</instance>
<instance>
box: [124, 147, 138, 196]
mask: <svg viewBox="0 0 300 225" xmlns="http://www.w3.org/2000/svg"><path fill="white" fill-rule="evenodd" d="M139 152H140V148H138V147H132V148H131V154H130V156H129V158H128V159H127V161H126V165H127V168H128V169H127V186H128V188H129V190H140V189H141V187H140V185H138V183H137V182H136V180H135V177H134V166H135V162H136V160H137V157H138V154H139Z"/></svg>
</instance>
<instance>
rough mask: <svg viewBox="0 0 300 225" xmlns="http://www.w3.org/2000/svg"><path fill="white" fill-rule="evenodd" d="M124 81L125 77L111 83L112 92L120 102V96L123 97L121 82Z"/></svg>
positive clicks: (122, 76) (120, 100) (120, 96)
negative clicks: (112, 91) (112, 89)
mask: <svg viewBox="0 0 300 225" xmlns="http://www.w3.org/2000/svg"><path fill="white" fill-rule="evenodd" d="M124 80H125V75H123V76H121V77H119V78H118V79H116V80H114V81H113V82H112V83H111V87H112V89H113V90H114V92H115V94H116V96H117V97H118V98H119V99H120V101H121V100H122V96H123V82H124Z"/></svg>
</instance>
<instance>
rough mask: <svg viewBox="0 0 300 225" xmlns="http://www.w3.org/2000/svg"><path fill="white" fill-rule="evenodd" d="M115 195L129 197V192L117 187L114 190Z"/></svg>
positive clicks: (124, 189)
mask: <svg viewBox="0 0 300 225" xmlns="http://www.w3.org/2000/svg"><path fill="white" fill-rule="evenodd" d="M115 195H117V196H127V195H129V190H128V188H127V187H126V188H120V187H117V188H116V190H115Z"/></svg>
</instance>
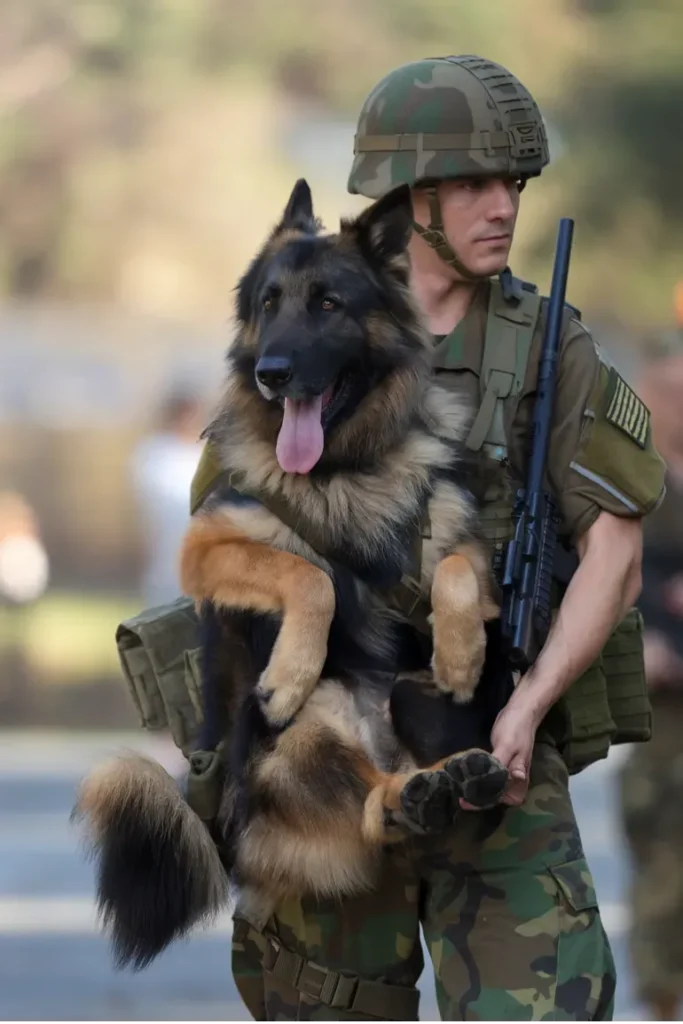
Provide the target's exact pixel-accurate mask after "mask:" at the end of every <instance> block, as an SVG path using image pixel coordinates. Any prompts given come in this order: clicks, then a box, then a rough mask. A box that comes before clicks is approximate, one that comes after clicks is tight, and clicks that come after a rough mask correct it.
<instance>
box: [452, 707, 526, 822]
mask: <svg viewBox="0 0 683 1024" xmlns="http://www.w3.org/2000/svg"><path fill="white" fill-rule="evenodd" d="M538 727H539V720H538V713H537V712H536V710H535V709H533V708H532V707H531V706H530V705H529V703H527V702H525V701H523V700H521V699H518V700H517V701H515V700H514V699H511V700H510V701H509V703H508V705H507V706H506V707H505V708H504V709H503V711H502V712H500V714H499V716H498V718H497V719H496V722H495V723H494V728H493V729H492V733H490V741H492V745H493V752H492V753H493V756H494V757H495V758H497V759H498V761H500V762H501V764H502V765H504V766H505V767H506V768H507V769H508V771H509V772H510V780H509V782H508V784H507V787H506V791H505V793H504V795H503V797H502V798H501V803H502V804H509V805H511V806H519V804H523V802H524V799H525V797H526V791H527V790H528V780H529V773H530V767H531V753H532V751H533V741H535V739H536V732H537V729H538ZM460 806H461V807H462V808H463V809H464V810H476V809H477V808H474V807H472V806H471V805H470V804H466V803H465V802H464V801H462V800H461V802H460Z"/></svg>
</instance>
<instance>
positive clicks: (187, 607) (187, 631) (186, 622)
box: [116, 598, 204, 757]
mask: <svg viewBox="0 0 683 1024" xmlns="http://www.w3.org/2000/svg"><path fill="white" fill-rule="evenodd" d="M116 644H117V649H118V652H119V660H120V663H121V669H122V672H123V675H124V679H125V680H126V682H127V684H128V688H129V690H130V694H131V696H132V698H133V702H134V705H135V708H136V710H137V713H138V715H139V719H140V724H141V726H142V728H144V729H150V730H151V731H158V730H161V729H166V728H168V729H169V730H170V732H171V735H172V737H173V741H174V742H175V744H176V745H177V746H178V748H179V749H180V750H181V751H182V753H183V754H184V755H185V757H188V756H189V753H190V751H191V750H193V749H194V745H195V742H196V739H197V736H198V734H199V730H200V728H201V724H202V721H203V718H204V716H203V712H202V691H201V679H200V674H199V672H198V662H197V659H198V657H199V645H200V637H199V618H198V616H197V612H196V610H195V605H194V602H193V601H191V600H189V599H188V598H179V599H178V600H177V601H173V602H171V603H170V604H165V605H161V606H159V607H155V608H147V609H145V610H144V611H142V612H140V613H139V614H138V615H134V616H133V617H132V618H128V620H126V621H125V622H123V623H121V625H120V626H119V628H118V629H117V632H116Z"/></svg>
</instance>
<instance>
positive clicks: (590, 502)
mask: <svg viewBox="0 0 683 1024" xmlns="http://www.w3.org/2000/svg"><path fill="white" fill-rule="evenodd" d="M548 463H549V470H548V475H549V482H550V485H551V487H552V489H553V492H554V494H555V495H556V496H557V497H558V501H559V504H560V508H561V512H562V516H563V519H564V522H565V524H566V527H567V529H568V530H569V532H570V535H571V537H572V539H573V540H574V541H577V540H578V538H579V537H581V536H582V534H584V532H585V531H586V529H588V527H589V526H591V525H592V523H593V522H594V521H595V520H596V519H597V517H598V515H599V513H600V511H602V510H605V511H607V512H611V513H612V514H614V515H617V516H630V517H642V516H645V515H647V513H648V512H650V511H652V509H654V508H655V507H656V506H657V504H658V503H659V502H660V500H661V499H663V497H664V494H665V470H666V467H665V463H664V461H663V460H661V458H660V457H659V455H658V453H657V452H656V450H655V449H654V445H653V443H652V436H651V427H650V414H649V411H648V409H647V408H646V407H645V404H644V403H643V402H642V401H641V399H640V398H639V397H638V395H637V394H636V393H635V392H634V391H633V389H632V388H631V387H630V386H629V385H628V384H627V382H626V381H625V380H624V379H623V378H622V377H621V375H620V374H618V372H617V371H616V370H615V369H614V368H613V367H610V366H608V365H607V364H606V362H605V361H604V360H603V358H602V357H601V355H600V353H599V351H598V349H597V346H596V345H595V342H594V341H593V338H592V337H591V335H590V333H589V332H588V331H587V330H586V328H585V327H584V326H583V325H582V324H581V323H580V322H579V321H577V319H573V318H572V319H570V321H569V323H568V326H567V329H566V331H565V334H564V338H563V344H562V348H561V357H560V360H559V366H558V376H557V391H556V398H555V411H554V416H553V431H552V436H551V440H550V449H549V460H548Z"/></svg>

■ Problem to work on
Set each line of the records down exactly, leaving every picture out.

■ Answer to the problem
</instance>
<instance>
box: [124, 147, 138, 196]
mask: <svg viewBox="0 0 300 225" xmlns="http://www.w3.org/2000/svg"><path fill="white" fill-rule="evenodd" d="M139 152H140V148H138V147H132V148H131V154H130V156H129V158H128V159H127V161H126V165H127V168H128V169H127V186H128V188H129V190H140V189H141V187H140V185H138V183H137V182H136V180H135V177H134V166H135V162H136V160H137V157H138V154H139Z"/></svg>
</instance>
<instance>
rough mask: <svg viewBox="0 0 300 225" xmlns="http://www.w3.org/2000/svg"><path fill="white" fill-rule="evenodd" d="M124 81L125 77L111 83L112 92L120 102V96L123 97L121 82Z"/></svg>
positive clicks: (122, 76) (120, 100) (120, 96)
negative clicks: (112, 91) (112, 89)
mask: <svg viewBox="0 0 300 225" xmlns="http://www.w3.org/2000/svg"><path fill="white" fill-rule="evenodd" d="M124 80H125V75H123V76H121V77H119V78H118V79H116V80H114V81H113V82H112V83H111V87H112V89H113V90H114V92H115V94H116V96H117V97H118V98H119V99H120V101H121V100H122V96H123V82H124Z"/></svg>
</instance>
<instance>
rough mask: <svg viewBox="0 0 300 225" xmlns="http://www.w3.org/2000/svg"><path fill="white" fill-rule="evenodd" d="M115 195L129 197V192L117 187L114 190Z"/></svg>
positive clicks: (124, 189)
mask: <svg viewBox="0 0 300 225" xmlns="http://www.w3.org/2000/svg"><path fill="white" fill-rule="evenodd" d="M115 195H117V196H127V195H129V190H128V188H127V187H126V188H120V187H117V188H116V190H115Z"/></svg>
</instance>
Provide the target's exact pixel-accurate mask after "mask:" at the end of every <instance> block, as an SVG path using image pixel coordinates. Any prompts given come in this order: clicks, then a box, then a rough mask. A box that comes before clicks is approximate, one that comes after clicks is tight, and clicks that come after a rough mask correct it.
<instance>
box: [452, 707, 526, 822]
mask: <svg viewBox="0 0 683 1024" xmlns="http://www.w3.org/2000/svg"><path fill="white" fill-rule="evenodd" d="M538 727H539V720H538V713H537V712H536V710H535V709H533V708H532V707H531V706H530V705H529V703H527V702H525V701H523V700H521V699H518V700H517V701H515V700H514V699H511V700H510V701H509V703H508V705H507V706H506V707H505V708H504V709H503V711H502V712H500V714H499V716H498V718H497V719H496V722H495V723H494V728H493V729H492V733H490V741H492V745H493V752H492V753H493V756H494V757H495V758H497V759H498V761H500V762H501V764H502V765H504V766H505V767H506V768H507V769H508V771H509V772H510V780H509V782H508V784H507V787H506V791H505V793H504V795H503V797H502V798H501V803H502V804H509V805H511V806H519V804H523V802H524V799H525V797H526V791H527V790H528V780H529V773H530V767H531V753H532V751H533V741H535V739H536V732H537V729H538ZM460 806H461V807H462V808H463V809H464V810H476V809H477V808H474V807H472V806H471V805H470V804H466V803H465V802H464V801H462V800H461V802H460Z"/></svg>
</instance>
<instance>
positive clicks: (187, 607) (187, 631) (186, 622)
box: [116, 598, 204, 757]
mask: <svg viewBox="0 0 683 1024" xmlns="http://www.w3.org/2000/svg"><path fill="white" fill-rule="evenodd" d="M116 644H117V649H118V652H119V660H120V663H121V669H122V672H123V675H124V679H125V680H126V682H127V684H128V688H129V690H130V694H131V696H132V698H133V702H134V705H135V708H136V710H137V713H138V715H139V719H140V724H141V726H142V728H144V729H150V730H151V731H158V730H161V729H166V728H168V729H169V730H170V732H171V735H172V737H173V741H174V742H175V744H176V745H177V746H178V748H179V749H180V750H181V751H182V753H183V754H184V755H185V757H188V756H189V753H190V751H191V750H193V749H194V745H195V742H196V739H197V736H198V734H199V730H200V728H201V724H202V721H203V718H204V716H203V712H202V691H201V679H200V674H199V672H198V662H197V659H198V657H199V645H200V637H199V618H198V616H197V612H196V610H195V605H194V602H193V601H191V600H189V599H188V598H179V599H178V600H177V601H173V602H171V603H170V604H165V605H161V606H159V607H155V608H147V609H145V610H144V611H142V612H140V613H139V614H138V615H134V616H133V617H132V618H128V620H126V621H125V622H123V623H121V625H120V626H119V628H118V629H117V632H116Z"/></svg>
</instance>
<instance>
positive clicks: (590, 502)
mask: <svg viewBox="0 0 683 1024" xmlns="http://www.w3.org/2000/svg"><path fill="white" fill-rule="evenodd" d="M548 463H549V470H548V475H549V482H550V485H551V487H552V489H553V492H554V494H555V495H556V496H557V497H558V501H559V504H560V508H561V512H562V516H563V519H564V522H565V524H566V527H567V529H568V530H569V532H570V535H571V537H572V539H573V540H574V541H577V540H578V538H579V537H581V536H582V534H584V532H585V531H586V529H588V527H589V526H591V525H592V523H593V522H594V521H595V520H596V519H597V517H598V515H599V513H600V511H602V510H605V511H607V512H611V513H612V514H614V515H617V516H630V517H642V516H645V515H647V513H648V512H650V511H652V509H654V508H655V507H656V506H657V504H658V503H659V502H660V500H661V499H663V497H664V494H665V470H666V467H665V463H664V461H663V460H661V458H660V457H659V455H658V453H657V452H656V450H655V449H654V445H653V443H652V436H651V427H650V414H649V411H648V409H647V408H646V407H645V404H644V403H643V402H642V401H641V399H640V398H639V397H638V395H637V394H636V393H635V392H634V391H633V389H632V388H631V387H630V386H629V385H628V384H627V382H626V381H625V380H624V379H623V378H622V377H621V375H620V374H618V372H617V371H616V370H615V369H614V368H613V367H610V366H608V365H607V364H606V362H605V361H604V360H603V358H602V357H601V355H600V353H599V351H598V349H597V346H596V345H595V342H594V341H593V338H592V337H591V335H590V333H589V332H588V331H587V330H586V328H585V327H584V326H583V325H582V324H581V323H580V322H579V321H577V319H573V318H572V319H570V321H569V323H568V326H567V329H566V331H565V334H564V338H563V344H562V348H561V357H560V360H559V366H558V376H557V391H556V398H555V411H554V416H553V431H552V436H551V440H550V449H549V460H548Z"/></svg>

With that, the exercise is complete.